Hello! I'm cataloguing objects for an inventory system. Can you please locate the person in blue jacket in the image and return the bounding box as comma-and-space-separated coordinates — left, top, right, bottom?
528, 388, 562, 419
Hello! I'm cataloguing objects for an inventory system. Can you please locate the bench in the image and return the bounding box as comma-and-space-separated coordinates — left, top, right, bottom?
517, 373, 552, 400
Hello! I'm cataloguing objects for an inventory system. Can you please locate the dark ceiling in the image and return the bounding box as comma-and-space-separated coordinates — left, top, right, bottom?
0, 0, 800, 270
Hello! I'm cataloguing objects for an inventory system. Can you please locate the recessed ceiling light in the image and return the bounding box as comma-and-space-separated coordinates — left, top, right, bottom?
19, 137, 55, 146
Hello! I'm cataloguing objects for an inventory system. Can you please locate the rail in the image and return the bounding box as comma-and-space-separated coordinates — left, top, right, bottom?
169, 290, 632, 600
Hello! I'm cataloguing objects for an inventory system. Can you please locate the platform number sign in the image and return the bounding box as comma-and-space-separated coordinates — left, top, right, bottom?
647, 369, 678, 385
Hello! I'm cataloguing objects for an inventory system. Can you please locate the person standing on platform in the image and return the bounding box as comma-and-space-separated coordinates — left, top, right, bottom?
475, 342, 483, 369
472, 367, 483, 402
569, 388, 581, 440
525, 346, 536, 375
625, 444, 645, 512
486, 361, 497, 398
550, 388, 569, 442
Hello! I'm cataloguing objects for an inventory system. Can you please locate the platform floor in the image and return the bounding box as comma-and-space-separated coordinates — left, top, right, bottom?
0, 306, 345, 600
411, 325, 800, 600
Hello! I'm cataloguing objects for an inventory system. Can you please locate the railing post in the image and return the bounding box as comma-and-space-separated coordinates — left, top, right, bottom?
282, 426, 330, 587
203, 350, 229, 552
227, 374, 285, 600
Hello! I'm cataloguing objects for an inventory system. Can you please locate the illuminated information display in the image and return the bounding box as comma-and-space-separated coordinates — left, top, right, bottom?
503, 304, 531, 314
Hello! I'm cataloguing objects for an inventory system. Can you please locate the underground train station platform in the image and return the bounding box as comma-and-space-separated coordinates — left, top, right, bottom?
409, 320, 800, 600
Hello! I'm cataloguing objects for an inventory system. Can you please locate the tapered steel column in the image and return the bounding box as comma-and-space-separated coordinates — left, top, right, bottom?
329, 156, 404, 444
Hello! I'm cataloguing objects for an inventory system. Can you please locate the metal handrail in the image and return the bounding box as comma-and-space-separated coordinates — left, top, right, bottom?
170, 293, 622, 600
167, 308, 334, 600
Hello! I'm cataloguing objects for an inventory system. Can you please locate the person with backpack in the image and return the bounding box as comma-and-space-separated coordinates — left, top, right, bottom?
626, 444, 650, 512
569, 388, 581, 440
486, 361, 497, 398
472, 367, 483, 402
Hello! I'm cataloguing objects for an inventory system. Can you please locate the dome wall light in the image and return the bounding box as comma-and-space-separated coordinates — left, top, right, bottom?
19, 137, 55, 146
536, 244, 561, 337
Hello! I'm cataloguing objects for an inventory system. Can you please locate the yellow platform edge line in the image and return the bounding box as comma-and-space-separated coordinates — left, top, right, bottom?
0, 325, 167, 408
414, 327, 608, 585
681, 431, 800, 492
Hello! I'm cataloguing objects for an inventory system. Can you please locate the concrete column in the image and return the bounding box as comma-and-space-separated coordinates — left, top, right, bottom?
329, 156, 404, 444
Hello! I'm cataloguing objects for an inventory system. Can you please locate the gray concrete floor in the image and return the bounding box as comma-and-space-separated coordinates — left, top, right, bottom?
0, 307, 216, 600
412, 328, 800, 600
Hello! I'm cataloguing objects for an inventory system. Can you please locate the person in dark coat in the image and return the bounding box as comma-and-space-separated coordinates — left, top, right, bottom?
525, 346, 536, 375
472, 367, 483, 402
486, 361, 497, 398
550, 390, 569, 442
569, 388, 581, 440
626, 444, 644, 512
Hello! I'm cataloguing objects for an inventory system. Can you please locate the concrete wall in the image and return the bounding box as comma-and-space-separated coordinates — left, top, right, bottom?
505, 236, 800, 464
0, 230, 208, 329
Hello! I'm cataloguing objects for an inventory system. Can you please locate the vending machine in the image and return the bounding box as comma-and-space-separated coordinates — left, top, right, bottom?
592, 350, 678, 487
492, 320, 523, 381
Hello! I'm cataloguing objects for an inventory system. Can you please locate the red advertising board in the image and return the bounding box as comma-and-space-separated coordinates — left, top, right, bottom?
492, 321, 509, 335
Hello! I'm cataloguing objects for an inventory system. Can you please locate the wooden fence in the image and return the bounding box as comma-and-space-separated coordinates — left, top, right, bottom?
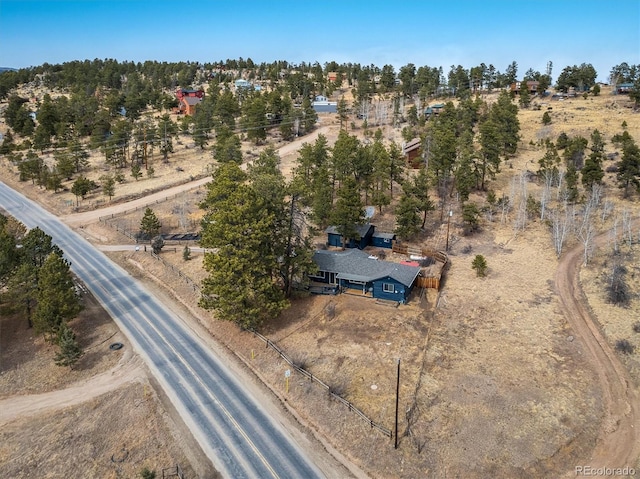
249, 329, 393, 437
391, 241, 449, 290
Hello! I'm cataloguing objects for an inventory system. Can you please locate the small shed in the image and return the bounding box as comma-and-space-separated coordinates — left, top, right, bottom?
510, 80, 540, 95
235, 78, 253, 90
402, 138, 422, 168
311, 95, 338, 113
616, 83, 633, 95
325, 223, 375, 249
371, 230, 396, 249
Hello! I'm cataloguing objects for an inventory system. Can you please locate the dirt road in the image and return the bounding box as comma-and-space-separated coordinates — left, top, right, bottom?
556, 228, 640, 477
60, 126, 337, 228
0, 348, 142, 425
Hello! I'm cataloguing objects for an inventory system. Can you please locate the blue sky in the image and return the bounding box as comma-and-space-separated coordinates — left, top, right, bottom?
0, 0, 640, 81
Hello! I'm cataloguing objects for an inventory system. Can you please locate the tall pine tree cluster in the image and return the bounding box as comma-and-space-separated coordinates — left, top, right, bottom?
0, 219, 83, 366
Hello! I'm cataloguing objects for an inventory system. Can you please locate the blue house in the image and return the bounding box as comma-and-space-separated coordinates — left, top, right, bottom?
311, 95, 338, 113
371, 231, 396, 249
309, 249, 420, 303
325, 223, 376, 249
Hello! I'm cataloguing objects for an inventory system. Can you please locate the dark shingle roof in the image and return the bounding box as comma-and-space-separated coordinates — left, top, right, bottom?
325, 223, 371, 238
313, 249, 420, 286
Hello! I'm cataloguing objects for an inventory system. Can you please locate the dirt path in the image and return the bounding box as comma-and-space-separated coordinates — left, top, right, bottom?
556, 233, 640, 477
60, 126, 336, 228
0, 348, 146, 425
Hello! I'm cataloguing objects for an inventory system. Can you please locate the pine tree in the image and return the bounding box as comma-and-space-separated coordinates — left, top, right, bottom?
131, 161, 142, 181
54, 322, 84, 367
330, 176, 365, 249
200, 172, 287, 328
140, 208, 162, 239
33, 253, 82, 337
395, 192, 421, 240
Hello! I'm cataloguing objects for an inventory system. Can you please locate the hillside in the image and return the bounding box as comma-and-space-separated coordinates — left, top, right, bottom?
0, 83, 640, 478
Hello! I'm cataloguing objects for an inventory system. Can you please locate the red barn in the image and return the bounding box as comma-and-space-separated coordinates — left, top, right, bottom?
176, 88, 204, 115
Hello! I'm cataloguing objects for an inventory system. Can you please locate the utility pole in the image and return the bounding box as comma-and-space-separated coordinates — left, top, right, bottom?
444, 210, 453, 252
394, 358, 400, 449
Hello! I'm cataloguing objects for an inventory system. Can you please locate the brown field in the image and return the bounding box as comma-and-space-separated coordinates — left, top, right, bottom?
0, 89, 640, 478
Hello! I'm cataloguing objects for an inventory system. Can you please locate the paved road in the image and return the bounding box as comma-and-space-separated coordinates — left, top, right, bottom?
0, 182, 322, 479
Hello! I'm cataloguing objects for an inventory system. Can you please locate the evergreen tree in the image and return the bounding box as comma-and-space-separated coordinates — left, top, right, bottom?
518, 81, 531, 108
54, 322, 84, 368
71, 176, 97, 206
100, 175, 116, 201
564, 163, 579, 203
395, 192, 421, 240
140, 208, 162, 242
462, 203, 480, 232
200, 163, 287, 328
131, 161, 142, 181
330, 177, 366, 249
489, 90, 520, 156
478, 119, 501, 191
33, 253, 82, 338
453, 130, 478, 203
53, 150, 76, 180
403, 168, 435, 228
0, 219, 19, 289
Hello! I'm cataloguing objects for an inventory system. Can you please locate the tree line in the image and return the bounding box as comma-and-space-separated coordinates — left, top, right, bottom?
0, 214, 83, 366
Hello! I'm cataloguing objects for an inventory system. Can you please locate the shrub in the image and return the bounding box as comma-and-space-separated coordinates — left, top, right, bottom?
607, 264, 631, 306
471, 254, 487, 278
616, 339, 635, 354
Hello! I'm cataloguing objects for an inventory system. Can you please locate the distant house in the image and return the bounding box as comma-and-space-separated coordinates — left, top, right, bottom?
311, 95, 338, 113
616, 83, 633, 95
370, 231, 396, 249
325, 223, 396, 249
176, 88, 204, 115
234, 78, 253, 90
325, 223, 375, 249
309, 249, 420, 303
510, 81, 540, 95
402, 138, 422, 168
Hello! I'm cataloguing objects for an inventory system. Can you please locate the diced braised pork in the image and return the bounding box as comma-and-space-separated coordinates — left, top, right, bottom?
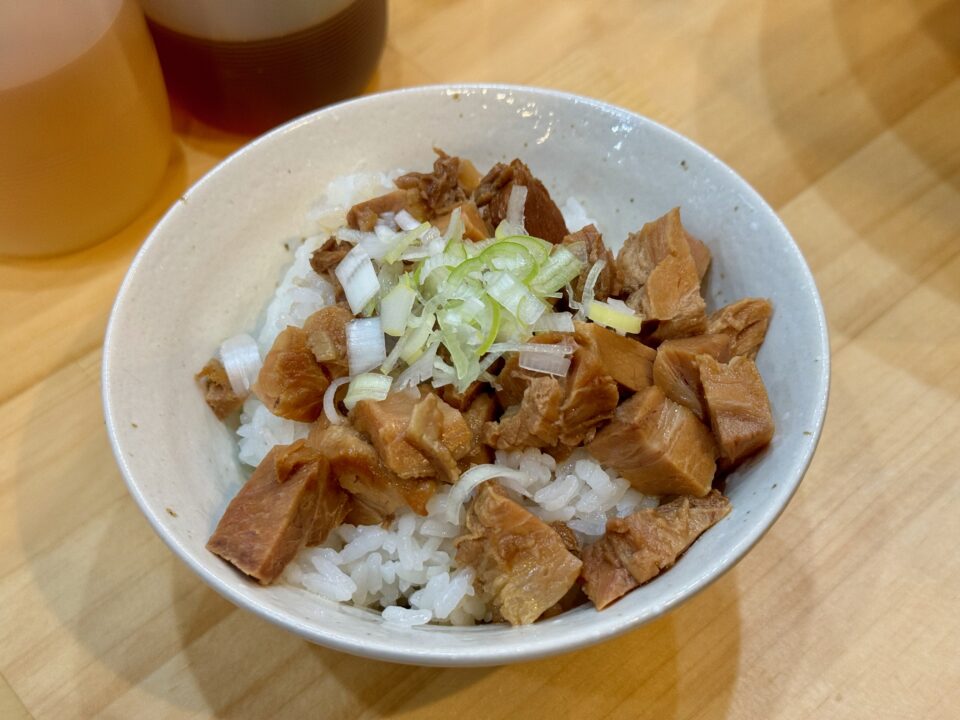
396, 148, 479, 218
559, 338, 620, 447
617, 208, 707, 340
653, 334, 730, 420
310, 235, 351, 298
583, 490, 730, 610
707, 298, 773, 360
563, 225, 623, 300
307, 423, 437, 525
350, 391, 472, 478
473, 159, 569, 244
697, 355, 774, 465
440, 380, 488, 412
586, 385, 716, 497
207, 440, 330, 585
303, 305, 353, 379
347, 189, 427, 232
460, 393, 497, 470
253, 326, 330, 422
434, 200, 493, 241
575, 322, 657, 391
457, 482, 581, 625
483, 375, 563, 450
310, 235, 352, 277
195, 358, 243, 420
404, 393, 473, 485
548, 520, 583, 557
683, 235, 711, 281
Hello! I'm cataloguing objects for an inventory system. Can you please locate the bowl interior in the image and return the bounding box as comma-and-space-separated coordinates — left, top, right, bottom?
104, 86, 829, 665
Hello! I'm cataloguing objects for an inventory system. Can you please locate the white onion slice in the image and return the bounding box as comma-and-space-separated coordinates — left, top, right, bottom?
504, 183, 527, 228
396, 342, 440, 388
445, 465, 530, 525
334, 245, 380, 314
343, 373, 393, 410
323, 377, 350, 425
487, 342, 576, 356
533, 312, 574, 332
220, 334, 263, 398
520, 352, 570, 377
347, 317, 387, 377
393, 210, 420, 232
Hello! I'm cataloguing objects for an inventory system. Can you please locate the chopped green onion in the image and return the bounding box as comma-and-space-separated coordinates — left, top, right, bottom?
587, 300, 643, 334
487, 271, 547, 325
380, 283, 417, 337
577, 258, 607, 318
343, 373, 393, 410
530, 245, 583, 295
398, 312, 435, 365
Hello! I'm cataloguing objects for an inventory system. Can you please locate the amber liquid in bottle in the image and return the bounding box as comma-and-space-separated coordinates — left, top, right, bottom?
147, 0, 387, 134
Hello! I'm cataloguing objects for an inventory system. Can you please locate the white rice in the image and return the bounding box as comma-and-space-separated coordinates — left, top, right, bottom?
237, 170, 657, 626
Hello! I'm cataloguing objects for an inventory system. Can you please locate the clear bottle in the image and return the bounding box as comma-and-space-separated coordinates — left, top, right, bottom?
0, 0, 171, 256
141, 0, 387, 134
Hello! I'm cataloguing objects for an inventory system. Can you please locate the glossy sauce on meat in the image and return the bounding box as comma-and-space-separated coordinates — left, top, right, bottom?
457, 482, 582, 625
583, 490, 730, 610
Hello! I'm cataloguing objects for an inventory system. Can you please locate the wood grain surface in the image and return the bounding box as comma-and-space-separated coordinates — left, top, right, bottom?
0, 0, 960, 720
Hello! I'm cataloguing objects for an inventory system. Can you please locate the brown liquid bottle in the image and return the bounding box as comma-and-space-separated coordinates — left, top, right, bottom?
141, 0, 387, 134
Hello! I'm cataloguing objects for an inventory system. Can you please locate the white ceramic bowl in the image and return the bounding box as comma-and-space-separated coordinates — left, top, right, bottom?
103, 85, 829, 665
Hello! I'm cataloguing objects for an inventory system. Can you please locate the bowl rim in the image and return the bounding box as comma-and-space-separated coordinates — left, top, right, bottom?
101, 83, 830, 667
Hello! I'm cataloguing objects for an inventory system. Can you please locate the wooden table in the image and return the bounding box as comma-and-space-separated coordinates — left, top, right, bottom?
0, 0, 960, 720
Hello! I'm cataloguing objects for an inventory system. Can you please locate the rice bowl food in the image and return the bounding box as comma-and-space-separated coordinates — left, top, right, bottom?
102, 85, 830, 666
198, 152, 773, 626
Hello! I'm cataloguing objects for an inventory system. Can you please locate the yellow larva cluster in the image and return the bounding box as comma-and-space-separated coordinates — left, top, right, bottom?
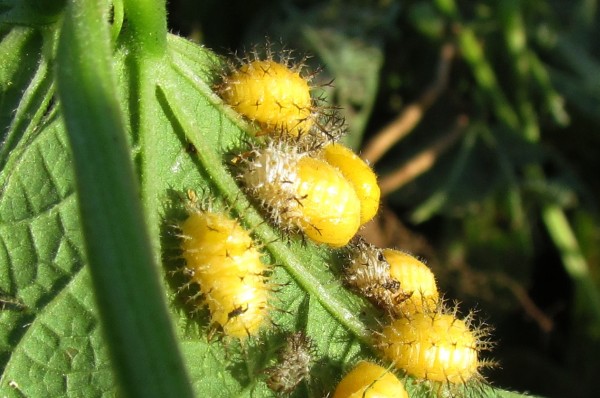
333, 361, 408, 398
191, 42, 490, 397
344, 239, 491, 386
240, 142, 361, 247
180, 205, 270, 339
216, 47, 380, 247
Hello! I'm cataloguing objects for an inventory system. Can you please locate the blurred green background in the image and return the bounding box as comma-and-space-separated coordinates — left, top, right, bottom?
169, 0, 600, 397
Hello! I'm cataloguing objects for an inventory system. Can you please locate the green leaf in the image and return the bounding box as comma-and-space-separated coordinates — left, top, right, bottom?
0, 4, 536, 397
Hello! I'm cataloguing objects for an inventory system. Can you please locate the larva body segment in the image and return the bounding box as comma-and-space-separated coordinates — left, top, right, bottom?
240, 143, 360, 247
344, 239, 405, 313
180, 211, 270, 339
219, 59, 313, 136
378, 313, 480, 384
296, 157, 360, 247
383, 249, 439, 315
333, 361, 408, 398
321, 143, 381, 225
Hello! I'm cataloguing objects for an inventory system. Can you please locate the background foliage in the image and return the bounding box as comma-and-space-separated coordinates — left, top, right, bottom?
0, 0, 600, 397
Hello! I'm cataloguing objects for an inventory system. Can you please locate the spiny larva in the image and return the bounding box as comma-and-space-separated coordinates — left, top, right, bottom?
239, 142, 360, 247
344, 238, 406, 313
320, 143, 381, 225
265, 332, 316, 394
333, 361, 408, 398
217, 59, 313, 136
180, 209, 270, 339
377, 311, 491, 384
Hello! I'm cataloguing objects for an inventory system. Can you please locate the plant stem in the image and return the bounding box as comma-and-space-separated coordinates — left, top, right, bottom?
57, 1, 192, 398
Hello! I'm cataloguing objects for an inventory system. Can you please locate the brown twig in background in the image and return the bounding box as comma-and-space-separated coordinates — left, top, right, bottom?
379, 115, 469, 196
362, 43, 455, 164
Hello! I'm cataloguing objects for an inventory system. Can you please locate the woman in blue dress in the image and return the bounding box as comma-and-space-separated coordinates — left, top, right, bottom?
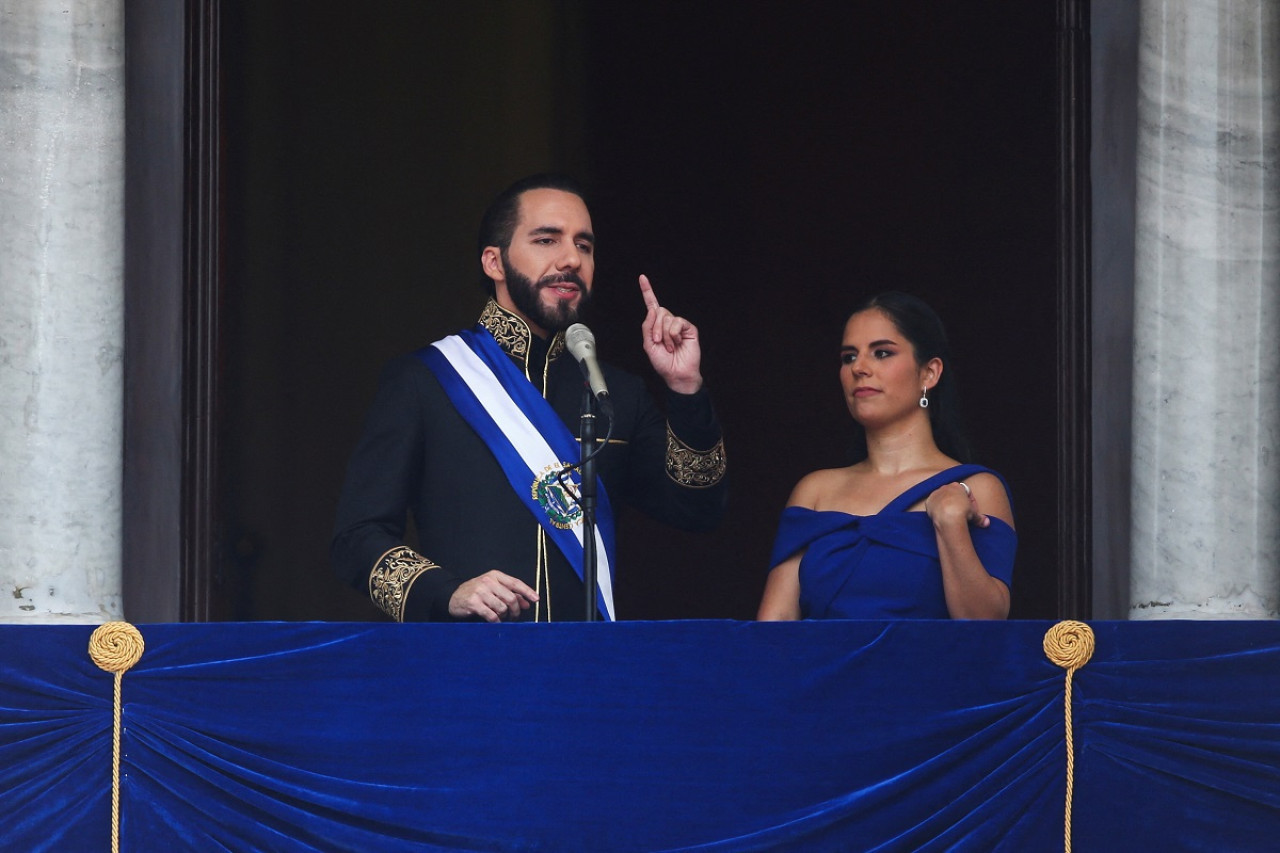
758, 292, 1018, 620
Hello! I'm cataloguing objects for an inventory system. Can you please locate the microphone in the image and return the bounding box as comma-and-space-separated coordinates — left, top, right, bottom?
564, 323, 613, 419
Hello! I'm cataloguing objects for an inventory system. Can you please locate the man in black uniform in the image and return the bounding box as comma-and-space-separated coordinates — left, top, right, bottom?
332, 175, 726, 622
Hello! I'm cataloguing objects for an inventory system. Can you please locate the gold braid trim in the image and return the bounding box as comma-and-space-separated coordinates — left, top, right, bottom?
88, 622, 146, 853
479, 300, 564, 370
667, 424, 726, 489
1044, 620, 1093, 853
369, 546, 439, 622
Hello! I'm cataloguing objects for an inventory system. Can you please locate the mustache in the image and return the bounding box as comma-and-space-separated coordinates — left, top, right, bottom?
538, 273, 586, 291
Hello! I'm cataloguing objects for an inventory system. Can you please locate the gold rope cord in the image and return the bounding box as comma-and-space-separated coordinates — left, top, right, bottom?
1044, 620, 1093, 853
88, 622, 145, 853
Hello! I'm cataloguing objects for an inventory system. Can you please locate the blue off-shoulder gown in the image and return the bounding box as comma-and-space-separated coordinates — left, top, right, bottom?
769, 465, 1018, 619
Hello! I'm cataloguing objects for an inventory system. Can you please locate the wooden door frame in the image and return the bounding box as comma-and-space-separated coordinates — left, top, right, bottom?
122, 0, 224, 621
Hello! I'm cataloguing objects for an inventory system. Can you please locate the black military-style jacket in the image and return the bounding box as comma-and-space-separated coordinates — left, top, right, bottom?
330, 301, 727, 621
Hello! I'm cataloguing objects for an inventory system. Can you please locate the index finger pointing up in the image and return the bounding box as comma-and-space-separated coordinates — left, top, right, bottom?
640, 274, 660, 311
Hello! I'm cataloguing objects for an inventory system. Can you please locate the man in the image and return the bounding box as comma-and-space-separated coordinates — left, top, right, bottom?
332, 175, 726, 622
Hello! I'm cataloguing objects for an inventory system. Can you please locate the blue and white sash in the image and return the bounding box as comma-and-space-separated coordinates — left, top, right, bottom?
416, 325, 616, 621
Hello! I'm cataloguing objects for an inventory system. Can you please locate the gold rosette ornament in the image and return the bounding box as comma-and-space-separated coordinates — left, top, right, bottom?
1044, 620, 1093, 853
88, 622, 146, 853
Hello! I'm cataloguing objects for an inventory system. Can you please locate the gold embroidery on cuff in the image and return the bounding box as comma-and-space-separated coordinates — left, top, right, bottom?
369, 546, 439, 622
667, 424, 726, 489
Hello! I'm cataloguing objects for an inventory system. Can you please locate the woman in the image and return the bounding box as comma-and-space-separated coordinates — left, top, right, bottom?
758, 292, 1018, 620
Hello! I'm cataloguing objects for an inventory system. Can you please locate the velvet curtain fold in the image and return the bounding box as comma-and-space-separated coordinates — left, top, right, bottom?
0, 621, 1280, 853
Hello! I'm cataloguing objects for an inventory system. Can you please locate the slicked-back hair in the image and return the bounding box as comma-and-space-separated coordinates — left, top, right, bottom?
476, 172, 590, 296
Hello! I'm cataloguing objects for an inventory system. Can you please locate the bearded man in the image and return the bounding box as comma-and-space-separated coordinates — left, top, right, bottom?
330, 174, 726, 622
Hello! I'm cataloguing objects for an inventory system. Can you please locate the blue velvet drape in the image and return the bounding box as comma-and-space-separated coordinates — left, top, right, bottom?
0, 621, 1280, 852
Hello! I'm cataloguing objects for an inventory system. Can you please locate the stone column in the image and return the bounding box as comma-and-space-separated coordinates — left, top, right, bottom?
1130, 0, 1280, 619
0, 0, 124, 622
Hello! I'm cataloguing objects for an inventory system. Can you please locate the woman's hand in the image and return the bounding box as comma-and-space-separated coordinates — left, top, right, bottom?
924, 483, 991, 529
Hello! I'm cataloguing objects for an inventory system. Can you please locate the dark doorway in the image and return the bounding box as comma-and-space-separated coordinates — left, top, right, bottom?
212, 0, 1062, 620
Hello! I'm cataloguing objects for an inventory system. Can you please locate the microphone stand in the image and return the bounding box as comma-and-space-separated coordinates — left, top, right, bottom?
577, 388, 599, 622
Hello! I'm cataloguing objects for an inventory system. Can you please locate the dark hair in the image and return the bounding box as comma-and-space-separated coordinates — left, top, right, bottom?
476, 172, 586, 296
849, 291, 973, 462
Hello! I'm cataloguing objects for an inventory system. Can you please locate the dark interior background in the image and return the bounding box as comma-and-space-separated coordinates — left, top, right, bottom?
215, 0, 1059, 620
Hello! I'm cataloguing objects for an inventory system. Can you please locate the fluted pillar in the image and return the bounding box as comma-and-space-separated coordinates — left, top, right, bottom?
1130, 0, 1280, 619
0, 0, 124, 622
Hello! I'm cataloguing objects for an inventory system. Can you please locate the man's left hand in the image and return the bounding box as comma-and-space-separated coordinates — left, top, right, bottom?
640, 275, 703, 394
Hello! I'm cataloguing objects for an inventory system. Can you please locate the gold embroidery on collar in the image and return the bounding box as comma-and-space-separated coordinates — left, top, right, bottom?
480, 300, 564, 370
667, 424, 727, 489
369, 546, 439, 622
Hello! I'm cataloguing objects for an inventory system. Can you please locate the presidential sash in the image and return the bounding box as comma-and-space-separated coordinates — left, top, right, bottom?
416, 325, 616, 620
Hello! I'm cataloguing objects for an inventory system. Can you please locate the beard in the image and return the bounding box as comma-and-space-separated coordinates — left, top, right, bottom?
502, 251, 591, 333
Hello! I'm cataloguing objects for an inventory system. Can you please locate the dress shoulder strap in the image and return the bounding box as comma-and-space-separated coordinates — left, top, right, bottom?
881, 465, 1009, 512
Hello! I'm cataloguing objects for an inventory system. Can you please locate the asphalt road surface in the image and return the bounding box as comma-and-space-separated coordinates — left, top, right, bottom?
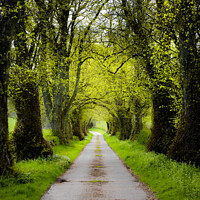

|---|

# PROBLEM TO WORK ON
Extract from the data above each line that contains the word "stone", copying the lines unchanged.

# CORRECT ANSWER
Hello! I'm cataloguing objects for an inventory system. Can you please locate the stone column in the image and return the bounding box as comma-and-space-separated coordinates — left, top, right, bottom?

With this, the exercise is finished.